[Referring expression pointing data]
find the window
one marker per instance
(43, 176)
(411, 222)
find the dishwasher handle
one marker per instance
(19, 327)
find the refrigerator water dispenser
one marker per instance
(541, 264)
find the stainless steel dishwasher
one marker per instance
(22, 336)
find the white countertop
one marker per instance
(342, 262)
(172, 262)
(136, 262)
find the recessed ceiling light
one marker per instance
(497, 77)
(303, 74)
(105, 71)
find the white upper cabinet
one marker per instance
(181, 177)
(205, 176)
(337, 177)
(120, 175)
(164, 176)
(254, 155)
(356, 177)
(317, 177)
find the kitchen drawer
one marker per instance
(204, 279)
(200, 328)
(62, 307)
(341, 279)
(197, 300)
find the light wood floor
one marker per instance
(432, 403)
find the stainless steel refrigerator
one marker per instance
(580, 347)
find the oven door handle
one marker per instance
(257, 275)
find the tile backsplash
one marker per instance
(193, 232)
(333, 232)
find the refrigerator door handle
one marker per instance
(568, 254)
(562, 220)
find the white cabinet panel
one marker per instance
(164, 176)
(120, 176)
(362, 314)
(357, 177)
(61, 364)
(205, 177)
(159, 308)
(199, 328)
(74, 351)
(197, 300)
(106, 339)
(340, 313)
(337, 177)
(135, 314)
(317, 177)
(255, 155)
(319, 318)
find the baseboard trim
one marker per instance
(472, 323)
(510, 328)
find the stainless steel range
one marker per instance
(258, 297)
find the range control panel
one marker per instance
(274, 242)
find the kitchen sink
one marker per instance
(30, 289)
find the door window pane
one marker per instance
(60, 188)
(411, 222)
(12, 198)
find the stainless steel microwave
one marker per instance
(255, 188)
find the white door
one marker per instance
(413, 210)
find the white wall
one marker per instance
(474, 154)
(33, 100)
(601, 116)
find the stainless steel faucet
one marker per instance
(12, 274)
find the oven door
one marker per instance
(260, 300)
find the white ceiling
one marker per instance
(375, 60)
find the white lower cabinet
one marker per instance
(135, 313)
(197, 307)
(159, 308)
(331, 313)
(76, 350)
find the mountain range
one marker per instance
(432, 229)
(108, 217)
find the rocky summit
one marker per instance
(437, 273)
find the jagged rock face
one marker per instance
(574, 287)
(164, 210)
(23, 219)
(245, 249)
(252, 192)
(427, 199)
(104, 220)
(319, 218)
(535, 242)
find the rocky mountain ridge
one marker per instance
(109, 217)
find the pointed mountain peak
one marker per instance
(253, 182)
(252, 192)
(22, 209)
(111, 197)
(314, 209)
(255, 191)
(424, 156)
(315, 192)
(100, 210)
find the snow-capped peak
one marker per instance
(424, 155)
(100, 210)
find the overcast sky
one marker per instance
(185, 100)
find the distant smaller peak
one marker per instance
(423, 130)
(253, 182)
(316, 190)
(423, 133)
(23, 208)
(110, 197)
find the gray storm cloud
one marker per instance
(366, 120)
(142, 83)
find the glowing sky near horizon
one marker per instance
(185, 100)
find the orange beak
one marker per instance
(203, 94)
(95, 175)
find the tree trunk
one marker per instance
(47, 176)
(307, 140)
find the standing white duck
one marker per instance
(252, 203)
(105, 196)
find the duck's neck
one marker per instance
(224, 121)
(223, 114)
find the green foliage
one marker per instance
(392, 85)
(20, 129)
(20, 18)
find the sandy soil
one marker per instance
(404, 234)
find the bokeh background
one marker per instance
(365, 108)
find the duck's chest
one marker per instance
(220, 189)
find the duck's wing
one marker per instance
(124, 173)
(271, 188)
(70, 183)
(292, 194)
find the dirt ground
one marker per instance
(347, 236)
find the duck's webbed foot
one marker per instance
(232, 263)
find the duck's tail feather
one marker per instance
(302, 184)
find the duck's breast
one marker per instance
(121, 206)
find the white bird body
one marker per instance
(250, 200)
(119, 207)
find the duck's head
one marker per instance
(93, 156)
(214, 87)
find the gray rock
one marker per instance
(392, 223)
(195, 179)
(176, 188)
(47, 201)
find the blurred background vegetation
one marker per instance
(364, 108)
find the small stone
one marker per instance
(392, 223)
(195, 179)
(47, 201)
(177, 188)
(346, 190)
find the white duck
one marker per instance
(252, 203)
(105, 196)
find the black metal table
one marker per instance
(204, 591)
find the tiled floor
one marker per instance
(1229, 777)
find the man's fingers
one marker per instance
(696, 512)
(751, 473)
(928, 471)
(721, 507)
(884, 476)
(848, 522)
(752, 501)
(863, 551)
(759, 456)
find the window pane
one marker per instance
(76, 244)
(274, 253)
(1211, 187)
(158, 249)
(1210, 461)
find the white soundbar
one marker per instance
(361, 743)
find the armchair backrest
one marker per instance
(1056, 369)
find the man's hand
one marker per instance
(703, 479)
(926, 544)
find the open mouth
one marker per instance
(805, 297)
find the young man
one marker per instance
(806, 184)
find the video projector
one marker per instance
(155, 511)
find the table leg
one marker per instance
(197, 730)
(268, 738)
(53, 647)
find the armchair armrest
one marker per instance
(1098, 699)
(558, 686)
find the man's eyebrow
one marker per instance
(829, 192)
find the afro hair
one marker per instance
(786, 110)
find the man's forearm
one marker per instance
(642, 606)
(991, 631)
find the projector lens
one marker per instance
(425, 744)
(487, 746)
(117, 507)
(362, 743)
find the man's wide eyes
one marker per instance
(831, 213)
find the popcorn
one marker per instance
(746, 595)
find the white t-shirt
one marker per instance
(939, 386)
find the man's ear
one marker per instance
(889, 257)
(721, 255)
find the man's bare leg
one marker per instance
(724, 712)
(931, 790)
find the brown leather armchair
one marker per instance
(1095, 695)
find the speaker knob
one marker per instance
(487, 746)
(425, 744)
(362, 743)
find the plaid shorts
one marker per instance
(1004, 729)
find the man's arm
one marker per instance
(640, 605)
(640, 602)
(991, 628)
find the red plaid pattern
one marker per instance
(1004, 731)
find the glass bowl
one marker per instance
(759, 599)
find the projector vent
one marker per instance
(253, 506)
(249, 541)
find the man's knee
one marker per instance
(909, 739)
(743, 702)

---

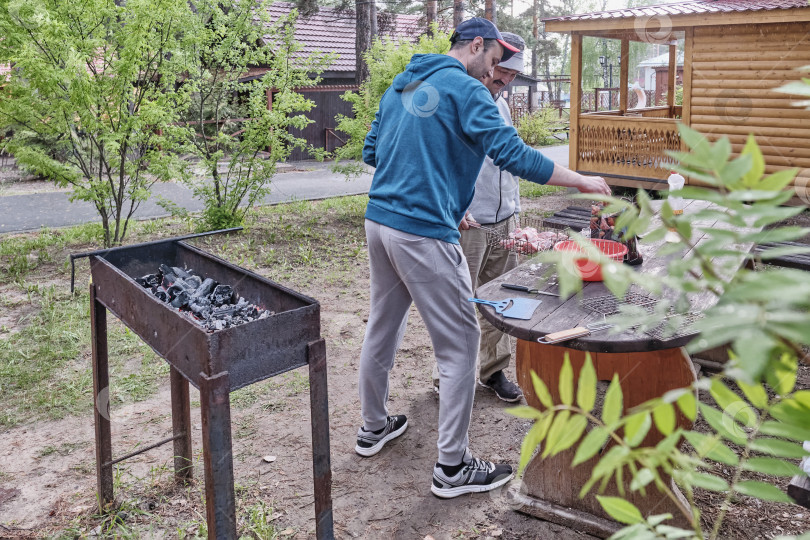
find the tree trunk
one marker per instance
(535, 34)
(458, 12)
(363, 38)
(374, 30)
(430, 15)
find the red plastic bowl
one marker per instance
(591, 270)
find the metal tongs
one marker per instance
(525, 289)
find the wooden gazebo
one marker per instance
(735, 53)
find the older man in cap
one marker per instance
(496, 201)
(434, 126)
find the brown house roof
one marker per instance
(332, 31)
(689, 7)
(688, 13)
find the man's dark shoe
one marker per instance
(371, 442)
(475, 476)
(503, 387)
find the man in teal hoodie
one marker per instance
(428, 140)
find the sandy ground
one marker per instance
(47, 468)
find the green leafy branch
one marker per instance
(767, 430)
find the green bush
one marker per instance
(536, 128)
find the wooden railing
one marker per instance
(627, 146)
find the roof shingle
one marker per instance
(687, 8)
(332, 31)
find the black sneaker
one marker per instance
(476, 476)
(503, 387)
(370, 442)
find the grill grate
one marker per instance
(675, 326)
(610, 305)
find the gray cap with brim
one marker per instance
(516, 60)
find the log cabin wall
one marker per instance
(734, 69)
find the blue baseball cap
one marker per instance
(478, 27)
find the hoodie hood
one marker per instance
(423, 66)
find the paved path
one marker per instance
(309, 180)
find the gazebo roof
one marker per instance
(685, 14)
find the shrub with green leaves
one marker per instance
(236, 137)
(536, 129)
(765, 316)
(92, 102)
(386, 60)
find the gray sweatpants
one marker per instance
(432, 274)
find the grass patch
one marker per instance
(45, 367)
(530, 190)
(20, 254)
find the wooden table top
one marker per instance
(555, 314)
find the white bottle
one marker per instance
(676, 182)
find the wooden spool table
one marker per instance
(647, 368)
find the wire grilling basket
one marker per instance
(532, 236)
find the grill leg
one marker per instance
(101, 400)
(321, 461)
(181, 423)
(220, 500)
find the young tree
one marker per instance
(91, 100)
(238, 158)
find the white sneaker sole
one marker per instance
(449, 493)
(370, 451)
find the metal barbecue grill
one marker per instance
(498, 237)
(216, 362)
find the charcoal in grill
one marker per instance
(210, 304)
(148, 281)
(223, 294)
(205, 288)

==

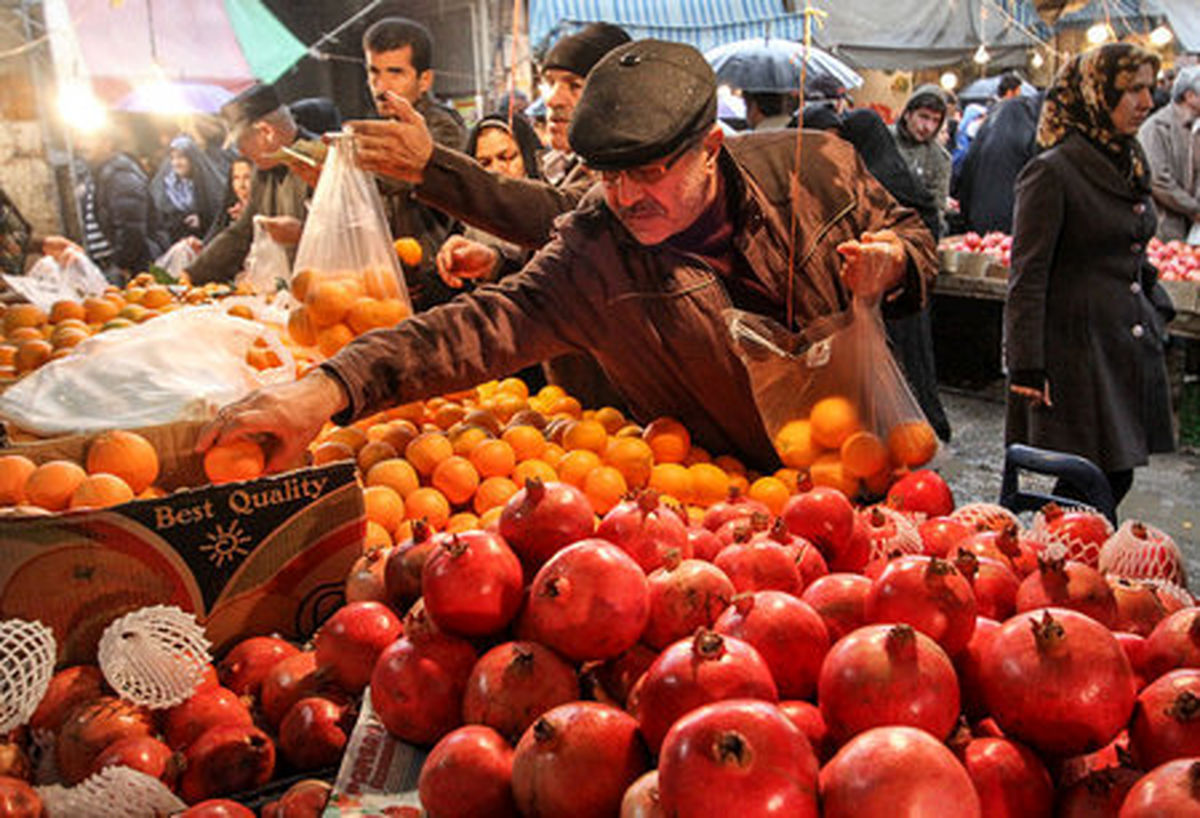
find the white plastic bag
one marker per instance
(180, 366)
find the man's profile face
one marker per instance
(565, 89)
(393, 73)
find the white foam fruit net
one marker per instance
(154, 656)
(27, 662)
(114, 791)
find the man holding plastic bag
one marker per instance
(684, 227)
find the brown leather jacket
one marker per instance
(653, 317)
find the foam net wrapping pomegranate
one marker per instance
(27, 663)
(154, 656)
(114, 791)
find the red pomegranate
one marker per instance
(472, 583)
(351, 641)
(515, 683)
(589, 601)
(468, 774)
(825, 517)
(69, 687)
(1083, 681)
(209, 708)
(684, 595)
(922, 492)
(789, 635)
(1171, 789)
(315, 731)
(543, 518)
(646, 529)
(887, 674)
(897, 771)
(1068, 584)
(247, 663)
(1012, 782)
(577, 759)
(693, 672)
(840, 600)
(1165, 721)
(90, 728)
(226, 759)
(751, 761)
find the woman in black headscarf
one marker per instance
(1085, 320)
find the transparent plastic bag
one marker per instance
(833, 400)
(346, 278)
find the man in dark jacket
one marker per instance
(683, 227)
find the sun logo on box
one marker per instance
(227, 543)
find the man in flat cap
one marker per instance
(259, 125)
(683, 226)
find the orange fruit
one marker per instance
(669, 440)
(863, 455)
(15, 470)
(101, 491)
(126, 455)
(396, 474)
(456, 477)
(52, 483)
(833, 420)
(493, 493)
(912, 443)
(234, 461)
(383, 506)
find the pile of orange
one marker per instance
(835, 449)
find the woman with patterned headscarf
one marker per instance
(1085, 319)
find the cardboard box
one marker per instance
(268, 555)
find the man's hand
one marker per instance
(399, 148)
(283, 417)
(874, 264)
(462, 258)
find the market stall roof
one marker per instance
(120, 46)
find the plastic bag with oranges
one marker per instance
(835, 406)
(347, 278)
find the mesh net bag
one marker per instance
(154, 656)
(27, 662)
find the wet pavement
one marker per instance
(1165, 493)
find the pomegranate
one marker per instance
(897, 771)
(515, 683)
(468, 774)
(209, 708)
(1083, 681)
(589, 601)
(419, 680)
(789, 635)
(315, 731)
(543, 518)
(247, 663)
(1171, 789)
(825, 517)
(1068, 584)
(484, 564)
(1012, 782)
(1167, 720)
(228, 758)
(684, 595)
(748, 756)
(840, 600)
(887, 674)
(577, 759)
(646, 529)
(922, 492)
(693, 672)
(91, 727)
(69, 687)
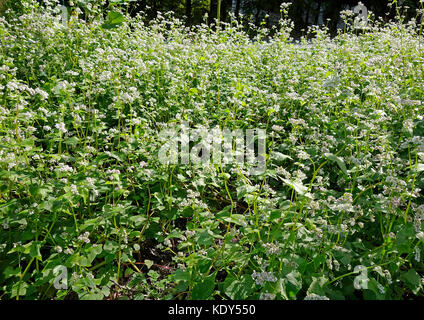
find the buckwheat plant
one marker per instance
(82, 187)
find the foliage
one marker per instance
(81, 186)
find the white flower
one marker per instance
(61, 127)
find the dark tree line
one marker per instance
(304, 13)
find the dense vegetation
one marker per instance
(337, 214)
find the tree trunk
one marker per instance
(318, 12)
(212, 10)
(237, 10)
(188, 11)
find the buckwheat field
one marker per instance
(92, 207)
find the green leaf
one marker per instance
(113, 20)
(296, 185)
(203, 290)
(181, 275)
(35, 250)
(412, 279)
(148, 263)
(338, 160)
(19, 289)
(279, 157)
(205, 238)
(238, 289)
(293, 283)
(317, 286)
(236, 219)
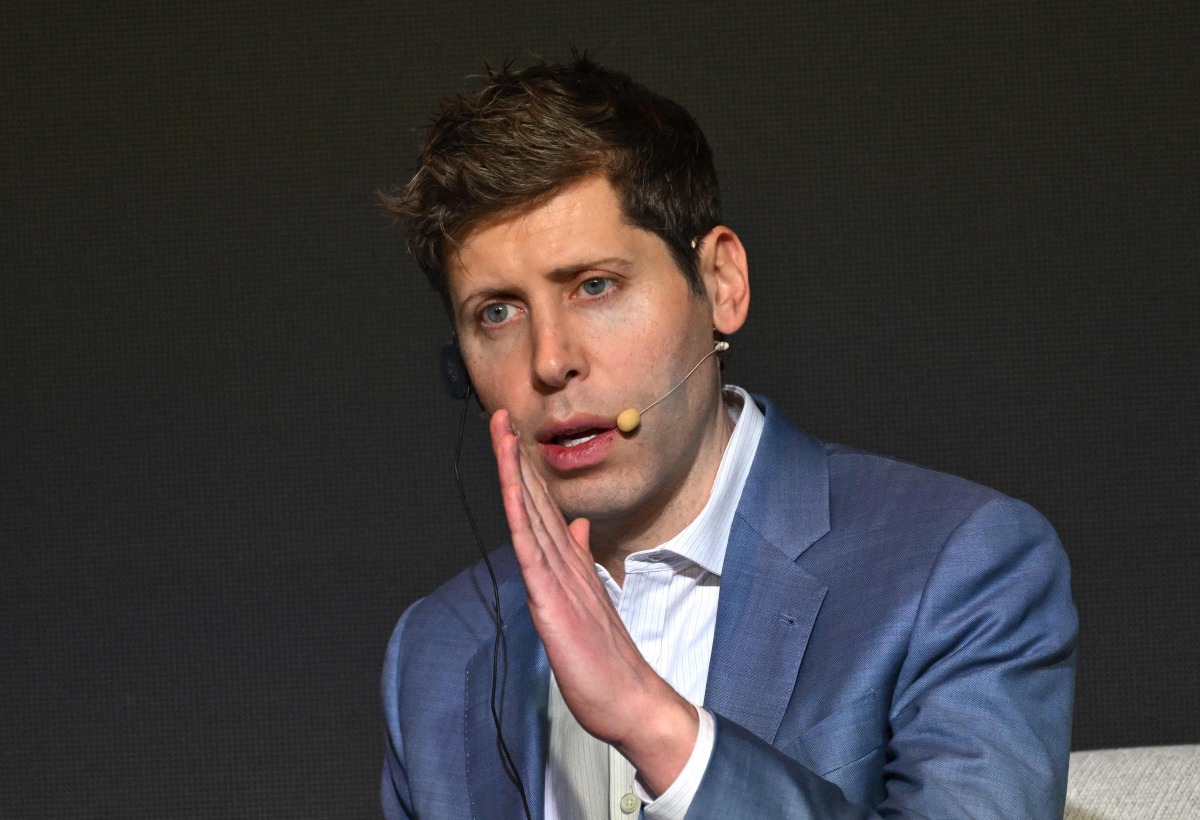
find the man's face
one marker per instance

_PROBLEM REQUIREMENTS_.
Your answer should be the lines of the records that hold the string "light".

_ANSWER SECTION_.
find the recessed ceiling light
find the light wood floor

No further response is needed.